Starting at the line containing "Could you please mark the bird" and continuing to the end of the records, rewrite those lines with "thickest" swapped for "widest" and everything else left as is.

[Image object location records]
((

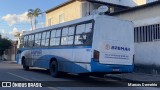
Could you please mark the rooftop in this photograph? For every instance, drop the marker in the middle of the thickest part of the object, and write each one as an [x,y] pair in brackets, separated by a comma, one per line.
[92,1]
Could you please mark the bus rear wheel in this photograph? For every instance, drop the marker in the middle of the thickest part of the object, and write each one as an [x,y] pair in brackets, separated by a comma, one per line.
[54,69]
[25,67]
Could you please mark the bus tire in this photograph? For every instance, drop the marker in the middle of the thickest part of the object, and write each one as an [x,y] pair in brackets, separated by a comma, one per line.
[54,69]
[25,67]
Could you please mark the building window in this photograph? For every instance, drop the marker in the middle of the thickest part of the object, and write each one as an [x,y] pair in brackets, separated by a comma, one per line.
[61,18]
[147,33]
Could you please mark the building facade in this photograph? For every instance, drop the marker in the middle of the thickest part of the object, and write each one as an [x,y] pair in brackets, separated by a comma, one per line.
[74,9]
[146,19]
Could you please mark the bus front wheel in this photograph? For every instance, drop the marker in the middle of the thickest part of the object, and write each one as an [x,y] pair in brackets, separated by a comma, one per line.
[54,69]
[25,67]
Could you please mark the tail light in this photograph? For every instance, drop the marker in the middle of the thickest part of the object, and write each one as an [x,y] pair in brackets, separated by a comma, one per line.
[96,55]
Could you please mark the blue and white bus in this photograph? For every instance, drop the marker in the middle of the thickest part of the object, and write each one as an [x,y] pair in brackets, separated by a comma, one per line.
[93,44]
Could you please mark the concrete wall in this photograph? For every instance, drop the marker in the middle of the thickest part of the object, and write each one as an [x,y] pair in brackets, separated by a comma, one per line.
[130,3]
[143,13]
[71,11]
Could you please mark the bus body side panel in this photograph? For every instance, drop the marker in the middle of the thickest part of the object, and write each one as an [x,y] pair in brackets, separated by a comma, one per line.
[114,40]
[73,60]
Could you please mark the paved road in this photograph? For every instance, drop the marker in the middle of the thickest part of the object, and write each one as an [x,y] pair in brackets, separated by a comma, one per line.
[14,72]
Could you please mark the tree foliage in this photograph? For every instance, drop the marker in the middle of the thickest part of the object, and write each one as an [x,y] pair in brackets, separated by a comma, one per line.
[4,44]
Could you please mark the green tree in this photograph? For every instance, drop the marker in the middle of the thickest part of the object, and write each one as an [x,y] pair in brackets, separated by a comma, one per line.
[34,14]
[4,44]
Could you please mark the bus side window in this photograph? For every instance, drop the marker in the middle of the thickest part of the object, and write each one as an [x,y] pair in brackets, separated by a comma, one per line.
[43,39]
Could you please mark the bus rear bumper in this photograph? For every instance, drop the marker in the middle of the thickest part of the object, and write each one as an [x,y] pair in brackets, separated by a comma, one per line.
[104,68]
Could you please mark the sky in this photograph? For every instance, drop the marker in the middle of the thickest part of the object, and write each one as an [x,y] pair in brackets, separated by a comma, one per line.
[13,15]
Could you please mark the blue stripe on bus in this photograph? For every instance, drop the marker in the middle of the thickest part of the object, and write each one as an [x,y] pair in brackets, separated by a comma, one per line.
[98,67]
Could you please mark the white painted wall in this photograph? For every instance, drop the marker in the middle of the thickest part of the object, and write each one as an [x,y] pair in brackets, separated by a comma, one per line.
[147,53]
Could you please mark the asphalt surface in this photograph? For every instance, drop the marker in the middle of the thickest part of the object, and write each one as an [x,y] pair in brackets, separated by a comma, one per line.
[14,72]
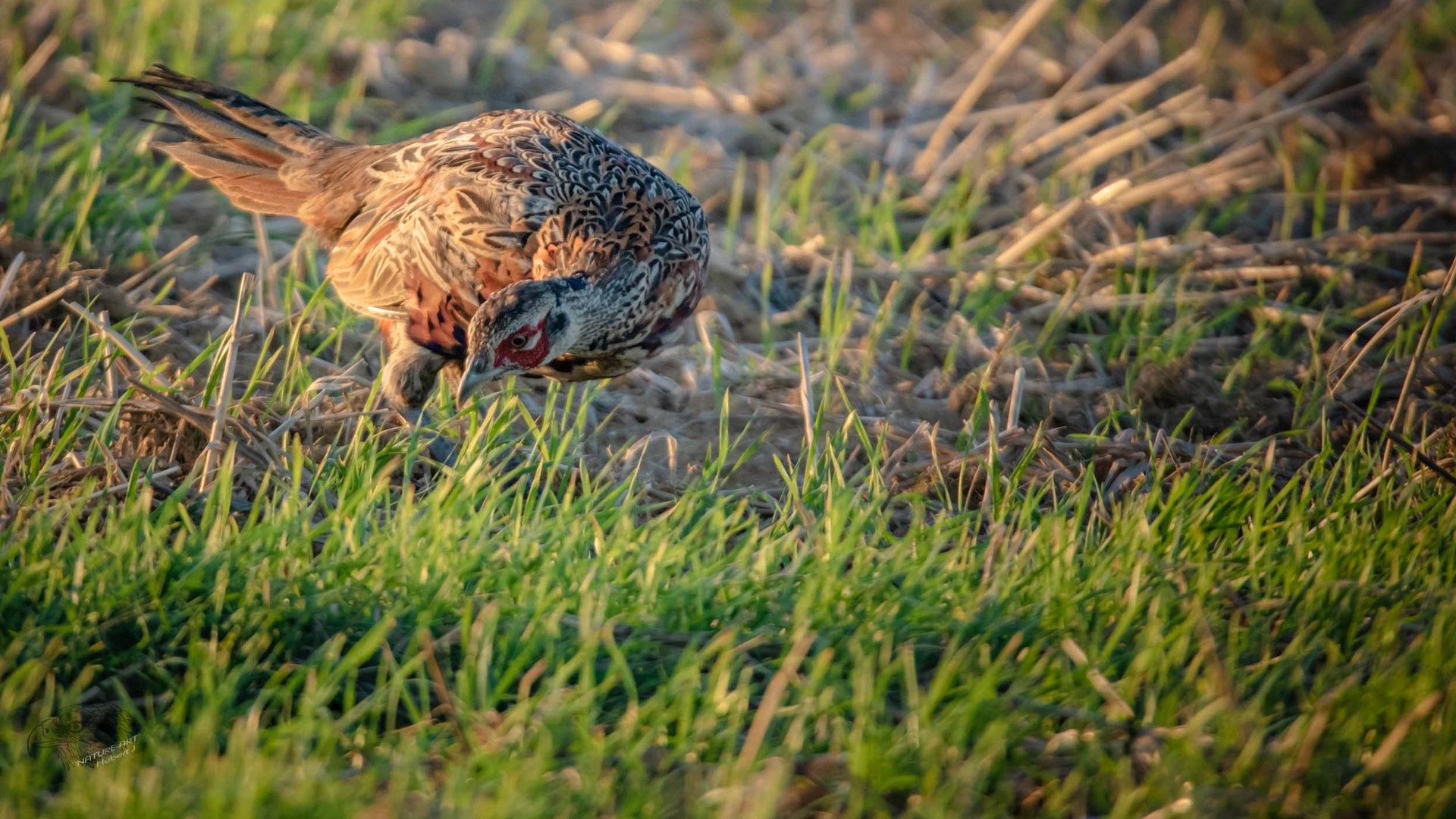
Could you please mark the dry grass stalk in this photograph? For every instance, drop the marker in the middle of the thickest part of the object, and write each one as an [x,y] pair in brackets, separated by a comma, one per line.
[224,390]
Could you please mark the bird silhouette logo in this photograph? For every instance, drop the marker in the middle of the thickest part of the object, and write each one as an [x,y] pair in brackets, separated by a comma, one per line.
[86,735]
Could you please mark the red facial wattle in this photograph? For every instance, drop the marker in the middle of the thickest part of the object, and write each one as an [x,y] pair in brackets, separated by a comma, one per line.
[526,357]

))

● Solved exercise:
Could you please mark the bird silhouette logo in this photograph? For every instance, drop the marker in the middle of the widest part of the object, and write each one as an [x,y] pair in brackets, separated by a comma, one per line.
[86,735]
Could you please mark the red facial wattle in this photograph? For every instance, drop the marker in the middle of the widest part of the object, and write each one as an [x,y] pair in brackets, separated by a comma, one per line.
[526,357]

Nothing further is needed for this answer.